* BEGIN Data for processing *

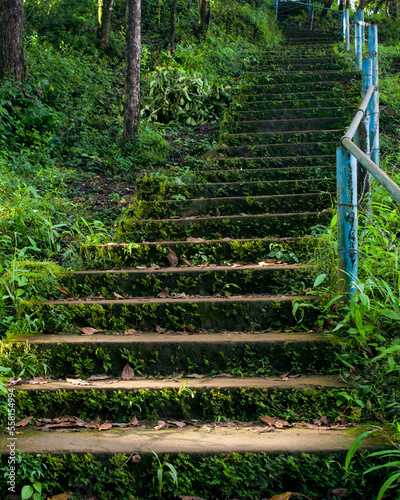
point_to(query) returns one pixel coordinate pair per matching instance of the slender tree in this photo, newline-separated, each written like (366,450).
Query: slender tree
(105,9)
(132,77)
(172,24)
(12,64)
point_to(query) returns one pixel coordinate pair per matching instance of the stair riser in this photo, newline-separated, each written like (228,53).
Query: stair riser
(284,114)
(176,404)
(311,77)
(215,252)
(271,226)
(223,190)
(232,206)
(269,130)
(290,149)
(233,281)
(234,315)
(268,175)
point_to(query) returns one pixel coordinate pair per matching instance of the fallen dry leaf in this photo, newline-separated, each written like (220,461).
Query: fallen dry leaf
(130,331)
(340,492)
(23,422)
(132,423)
(61,496)
(282,496)
(161,425)
(77,381)
(172,258)
(88,330)
(105,427)
(65,291)
(127,373)
(163,294)
(39,380)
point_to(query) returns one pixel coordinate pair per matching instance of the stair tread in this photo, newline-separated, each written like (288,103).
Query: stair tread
(190,439)
(148,383)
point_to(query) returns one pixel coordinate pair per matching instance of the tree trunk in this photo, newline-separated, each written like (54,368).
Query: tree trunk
(132,78)
(12,64)
(106,9)
(204,16)
(171,39)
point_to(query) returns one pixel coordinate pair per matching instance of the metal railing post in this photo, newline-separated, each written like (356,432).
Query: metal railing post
(347,221)
(374,110)
(347,25)
(364,177)
(358,37)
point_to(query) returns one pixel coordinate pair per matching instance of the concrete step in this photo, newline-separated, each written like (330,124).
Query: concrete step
(243,313)
(200,251)
(237,226)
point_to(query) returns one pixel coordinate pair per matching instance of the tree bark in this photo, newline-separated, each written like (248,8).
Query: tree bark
(106,9)
(132,77)
(12,64)
(204,16)
(172,24)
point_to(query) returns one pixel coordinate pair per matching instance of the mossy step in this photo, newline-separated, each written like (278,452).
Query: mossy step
(208,399)
(242,313)
(235,205)
(311,77)
(189,440)
(245,116)
(224,280)
(333,86)
(151,354)
(341,95)
(243,163)
(161,191)
(238,226)
(305,149)
(110,256)
(286,137)
(286,124)
(268,174)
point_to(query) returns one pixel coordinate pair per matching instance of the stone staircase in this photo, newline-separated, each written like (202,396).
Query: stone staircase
(197,296)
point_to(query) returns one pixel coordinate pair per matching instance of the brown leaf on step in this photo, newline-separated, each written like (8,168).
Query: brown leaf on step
(105,427)
(172,258)
(195,239)
(88,330)
(191,498)
(176,423)
(61,496)
(130,331)
(39,380)
(65,291)
(23,422)
(132,423)
(269,420)
(282,496)
(13,381)
(127,373)
(98,377)
(340,492)
(94,423)
(187,262)
(161,425)
(77,381)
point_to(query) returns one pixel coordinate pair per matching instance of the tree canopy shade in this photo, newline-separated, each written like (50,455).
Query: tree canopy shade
(11,40)
(132,78)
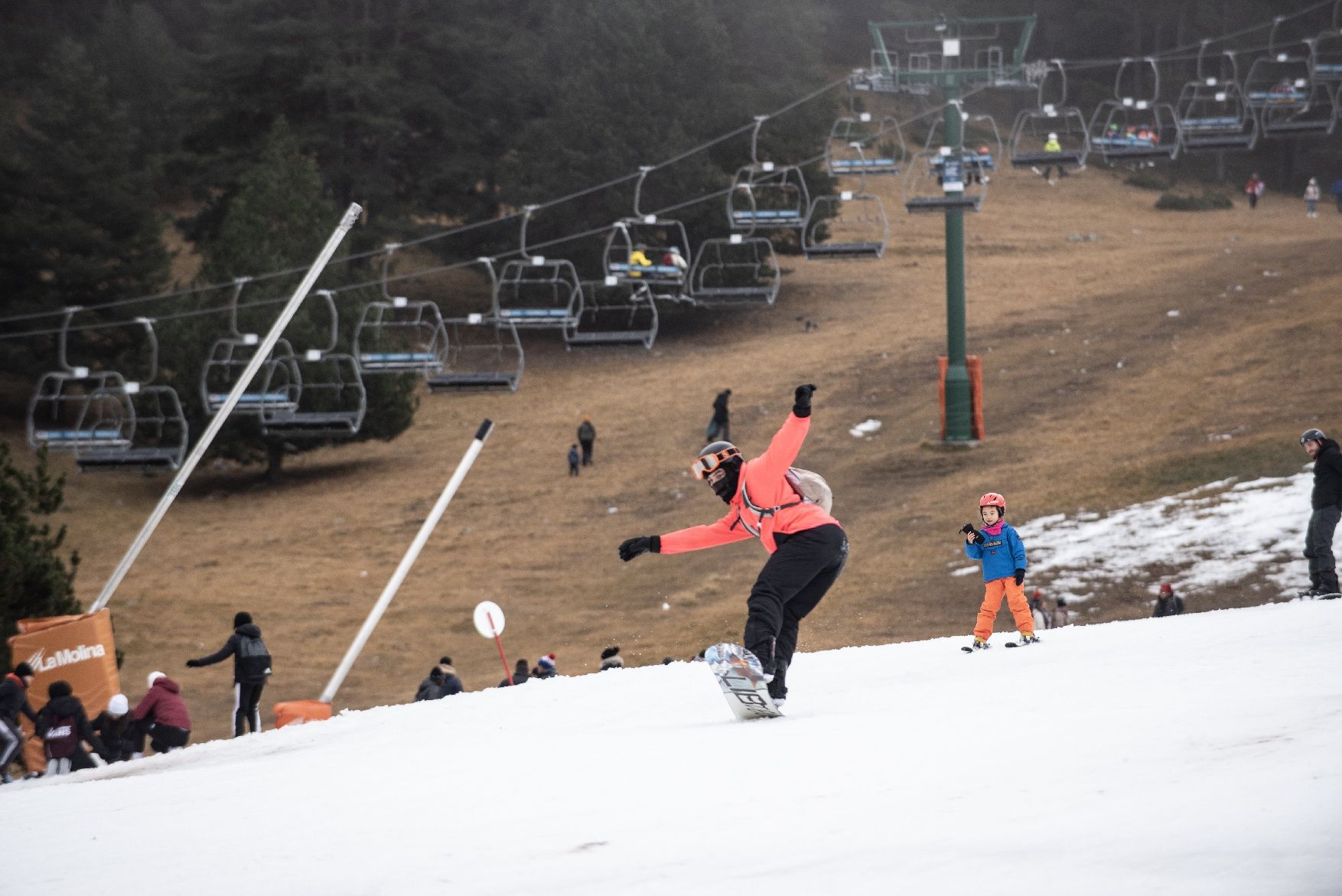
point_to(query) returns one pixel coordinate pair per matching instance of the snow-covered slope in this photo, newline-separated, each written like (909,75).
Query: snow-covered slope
(1196,754)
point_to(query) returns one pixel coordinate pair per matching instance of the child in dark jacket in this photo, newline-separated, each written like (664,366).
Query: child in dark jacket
(1003,556)
(64,727)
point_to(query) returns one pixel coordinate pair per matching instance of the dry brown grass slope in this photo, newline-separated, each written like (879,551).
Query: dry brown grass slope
(1096,397)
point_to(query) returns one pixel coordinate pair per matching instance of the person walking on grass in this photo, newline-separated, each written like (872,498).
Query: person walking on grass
(587,438)
(251,670)
(1003,556)
(14,699)
(1311,199)
(1325,511)
(807,546)
(1254,190)
(1168,602)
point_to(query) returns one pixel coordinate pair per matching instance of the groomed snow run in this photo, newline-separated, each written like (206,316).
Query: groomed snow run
(1192,755)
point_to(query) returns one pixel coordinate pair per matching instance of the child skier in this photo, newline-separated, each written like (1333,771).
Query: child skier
(1003,556)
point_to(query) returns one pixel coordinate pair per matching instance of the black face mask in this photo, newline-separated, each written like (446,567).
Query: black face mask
(726,487)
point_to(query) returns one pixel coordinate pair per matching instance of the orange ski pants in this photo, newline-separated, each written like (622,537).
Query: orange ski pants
(1015,595)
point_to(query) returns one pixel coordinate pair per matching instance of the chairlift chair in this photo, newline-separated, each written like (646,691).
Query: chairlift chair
(646,249)
(764,195)
(327,389)
(615,314)
(485,354)
(1213,117)
(158,434)
(1050,117)
(881,140)
(850,224)
(227,361)
(1287,101)
(735,271)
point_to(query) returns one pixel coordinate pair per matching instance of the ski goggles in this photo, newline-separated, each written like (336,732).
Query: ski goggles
(706,464)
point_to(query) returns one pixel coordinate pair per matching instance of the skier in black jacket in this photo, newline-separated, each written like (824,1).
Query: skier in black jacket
(64,727)
(249,675)
(14,699)
(1326,509)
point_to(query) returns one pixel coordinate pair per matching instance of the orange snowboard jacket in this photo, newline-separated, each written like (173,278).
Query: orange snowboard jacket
(764,479)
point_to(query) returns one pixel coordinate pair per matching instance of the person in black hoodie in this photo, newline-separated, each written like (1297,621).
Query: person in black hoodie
(1326,509)
(64,727)
(14,699)
(251,667)
(520,673)
(114,726)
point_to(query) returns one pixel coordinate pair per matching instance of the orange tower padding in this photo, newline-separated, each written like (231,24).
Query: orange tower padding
(78,650)
(301,712)
(975,365)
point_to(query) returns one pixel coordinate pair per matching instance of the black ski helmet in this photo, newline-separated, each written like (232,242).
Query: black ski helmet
(720,455)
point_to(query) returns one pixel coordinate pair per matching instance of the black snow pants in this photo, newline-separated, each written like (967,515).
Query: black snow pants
(1318,548)
(246,707)
(788,588)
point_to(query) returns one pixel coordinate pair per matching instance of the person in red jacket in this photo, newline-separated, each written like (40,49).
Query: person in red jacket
(163,715)
(807,546)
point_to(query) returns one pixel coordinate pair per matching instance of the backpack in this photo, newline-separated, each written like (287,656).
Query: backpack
(813,487)
(252,660)
(60,738)
(809,487)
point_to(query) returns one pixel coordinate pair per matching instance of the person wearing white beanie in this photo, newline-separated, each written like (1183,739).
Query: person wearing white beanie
(116,728)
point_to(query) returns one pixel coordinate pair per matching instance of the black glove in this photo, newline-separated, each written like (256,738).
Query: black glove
(802,400)
(631,548)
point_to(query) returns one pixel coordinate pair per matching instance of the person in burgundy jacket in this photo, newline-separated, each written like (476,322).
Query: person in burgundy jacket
(807,546)
(163,715)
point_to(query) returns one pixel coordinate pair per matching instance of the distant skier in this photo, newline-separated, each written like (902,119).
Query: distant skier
(807,546)
(251,670)
(1168,602)
(1003,556)
(1326,509)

* END Data for processing *

Omit the pictures, then output the rest of the listing exactly.

Answer to this exercise:
point_to(query) returns one pixel coordinate pair per matching instance of the slender tree in this photo, newline-separated, each written like (366,450).
Query: slender tree
(105,9)
(132,77)
(172,24)
(12,64)
point_to(query) returns one pixel coordinate pair per matching instance of the stair riser in this photo, newline-separated, each written like (228,53).
Query: stair riser
(284,114)
(176,404)
(311,77)
(215,252)
(271,226)
(223,190)
(232,206)
(269,130)
(290,149)
(233,281)
(234,315)
(268,175)
point_to(query) returns one pixel coordinate pair per matching instance of the fallen dry leaf in this photo, newline-separated, each written like (220,461).
Query: fallen dry leaf
(130,331)
(340,492)
(23,422)
(132,423)
(61,496)
(282,496)
(161,425)
(77,381)
(172,258)
(88,330)
(105,427)
(65,291)
(127,373)
(163,294)
(39,380)
point_to(query) returns one pixel coordinate pair per matching instance of the stair tread in this photo, newline-separated, each written like (288,103).
Query: stair tread
(190,439)
(148,383)
point_to(query) returns one pixel coordinate pair per matching instance of the tree trunk in this photo, newline-separated, each written like (54,368).
Query: tree trunk
(132,78)
(12,64)
(106,9)
(204,16)
(171,39)
point_to(query) returns one pixel coordinate pair per matching instance of the metal railing post in this photo, newline-separated, each written like (356,432).
Query: metal railing post
(347,221)
(374,110)
(347,25)
(364,177)
(358,37)
point_to(query) returns one pixel coordinate pair per matching instance of the concrete step in this photo, newline-separated, each written like (330,124).
Query: concrete step
(243,313)
(200,251)
(237,226)
point_to(query) returns one pixel coordinate pair per matching instance of the tree bark in this photo, newline-separated, each written like (248,8).
Query: tree bark
(106,9)
(132,77)
(12,64)
(204,16)
(172,24)
point_to(query) returns one pixel coordinate pair per matching instance of the mossy step in this photo, newline-separated, each written like (278,452).
Query: mossy step
(208,399)
(242,313)
(235,205)
(311,77)
(189,440)
(245,116)
(224,280)
(333,86)
(151,354)
(341,95)
(243,163)
(161,191)
(238,226)
(305,149)
(110,256)
(286,137)
(286,124)
(268,174)
point_to(query) returns one pixel coordinate pair per matching instance of the stone staircase in this photo, newline-separated, each written like (202,396).
Query: stone staircase
(197,296)
point_to(query) returns one pixel coordinate pair per matching instance of the brown leaf on step in this photo, newline-separated, each written like (8,168).
Query: brown leaf on step
(105,427)
(172,258)
(195,239)
(88,330)
(191,498)
(176,423)
(61,496)
(130,331)
(39,380)
(65,291)
(23,422)
(132,423)
(269,420)
(282,496)
(13,381)
(127,373)
(98,377)
(340,492)
(94,423)
(187,262)
(161,425)
(77,381)
point_to(query) returns one pixel coordinate pair per matching instance of the tree canopy shade in this photo, newline-separated, each written like (50,455).
Query: tree canopy shade
(11,40)
(132,78)
point_to(query) returns one pixel coordinate pair per matching instance of the snow-covered slope in this photo, newline-separated, each written like (909,75).
Query: snow-covered slope
(1196,754)
point_to(query) returns one pixel coordinate pair per matching instance of the child in dark jacket in this photo, newline-separated, each written like (664,366).
Query: child in dark jacket
(1003,556)
(64,727)
point_to(query) returns one pixel coordinate pair per matching instance of the dry brown grass slope in this photo, newline-separated, each written like (879,551).
Query: dry brown grass slope
(1096,397)
point_to(query) returns one pixel coordinate pair per matching instance of the person walking on grass in this photo, newline-separated, each written like (872,498).
Query: person walking on grass
(587,438)
(251,670)
(1003,556)
(14,699)
(1311,199)
(1325,511)
(807,546)
(1254,190)
(1168,602)
point_to(query) returns one pixel coordinate pair per matching instance of the groomed snow run in this photo, newline-separated, each written like (206,316).
Query: groomed snow run
(1192,755)
point_to(query) returns one pixel coordinate pair per matching instance of the child skier in this photo, newline-separated, each written like (1333,771).
Query: child skier
(1003,556)
point_to(query) returns one pixel coordinate pair per matching instance of the black face mask in this photo, newline-separated, each written like (446,567).
Query: black face mask
(726,487)
point_to(query) returns one pixel coordinate pair per matching instance of the orange ski pants in this photo, newline-separated, each written like (622,537).
Query: orange ski pants
(1015,595)
point_to(query) returns one pixel coordinate pair per matching instance of the chairlift chair in this photo, newline-separated, each written like (646,691).
Query: chairlift chair
(646,249)
(764,195)
(327,389)
(615,314)
(485,354)
(1213,117)
(158,434)
(1050,117)
(881,140)
(850,224)
(227,361)
(1287,101)
(735,271)
point_to(query) returns one pixel coordinate pair per matching instance of the ski goggles in this photo, newline-separated, each written like (336,732).
Query: ski goggles
(706,464)
point_to(query) returns one pixel coordinate pair per matching instance of the skier in black jacket in this photo, newline-separated, each written like (824,1).
Query: skier in black jacket
(64,727)
(249,675)
(14,699)
(1326,509)
point_to(query) returns one pixel coordinate pair per matching instance of the orange snowboard jacket in this photo, newline-separated, each written like (173,278).
Query: orange snowboard jacket
(764,479)
point_to(query) returns one pixel coordinate pair per matching instance of the person in black hoodie in this photo, newline-separated, each written like (1297,621).
Query: person in black hoodie
(1326,509)
(64,727)
(14,699)
(251,667)
(520,673)
(114,726)
point_to(query) returns one pixel coordinate pair per matching instance of the orange tower padding in this photo, newline-separated, each written like (231,24).
Query: orange tower padding
(78,650)
(301,712)
(975,365)
point_to(query) returns one pixel coordinate pair per matching instance of the black ski helmet in this photo, newline-separated, each written like (232,242).
Query: black ski helmet
(720,455)
point_to(query) returns one pixel coordinate pair per matching instance of the black snow pants in this photo, newline-separated, each written like (967,515).
Query: black snow pants
(1318,548)
(246,707)
(788,588)
point_to(query) returns one pixel coordinate pair per matching instance of the person in red jacket in this photo, newline-separated, each written like (40,49).
Query: person in red jacket
(163,715)
(807,546)
point_to(query) returns one pixel coordinate pair per matching instance of the backpack in this photo, newline-separated, each written like (287,656).
Query: backpack
(813,487)
(252,660)
(60,738)
(809,487)
point_to(query) returns one pixel coordinate pair per matching instance of the person wearing white beanie in this photo, newline-separated, each written like (1183,739).
Query: person wearing white beanie
(116,728)
point_to(query) returns one pixel coordinate pair per matching instance of the black glove in this photo, newline-separated, each written like (256,738).
Query: black glove
(802,400)
(631,548)
point_to(query) returns one pixel coordinate pair per matching instance of the person in burgundy jacket in this photo, newline-separated, each written like (476,322).
Query: person in burgundy jacket
(807,546)
(163,715)
point_to(query) returns one pixel coordinate pair per matching instance of the distant skier in this photo, newline-separated, each written like (902,119).
Query: distant skier
(807,546)
(251,670)
(1168,602)
(1003,556)
(1326,509)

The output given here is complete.